**Record excerpts**
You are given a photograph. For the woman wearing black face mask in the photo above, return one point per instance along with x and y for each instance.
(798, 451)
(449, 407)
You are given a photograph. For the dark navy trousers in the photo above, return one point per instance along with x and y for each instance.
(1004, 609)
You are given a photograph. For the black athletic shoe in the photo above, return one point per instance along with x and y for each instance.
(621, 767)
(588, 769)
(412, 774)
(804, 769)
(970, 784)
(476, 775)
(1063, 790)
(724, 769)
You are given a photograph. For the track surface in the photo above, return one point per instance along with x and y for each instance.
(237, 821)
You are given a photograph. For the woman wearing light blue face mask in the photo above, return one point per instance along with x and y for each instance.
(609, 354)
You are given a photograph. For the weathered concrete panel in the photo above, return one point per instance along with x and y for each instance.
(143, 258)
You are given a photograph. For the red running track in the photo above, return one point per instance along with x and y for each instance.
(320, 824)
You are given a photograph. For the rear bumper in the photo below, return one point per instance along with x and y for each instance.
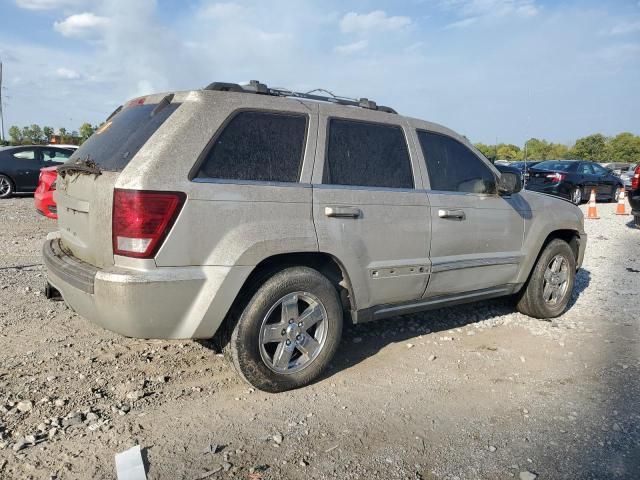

**Required task**
Rewrite everything from the line containing "You are given a photograph. For the red" down to the end of the records, changing "red running track" to "crimson running track" and leaving all else as it is. Leave the pictures out of your answer.

**Expected output**
You are given a photograph. For the crimson running track in the photo above, return one point per instance along with x and y for each instance.
(320, 824)
You are given a photograph. For the rear bumper in the photo below, return one point per instance along with x and y for each instance.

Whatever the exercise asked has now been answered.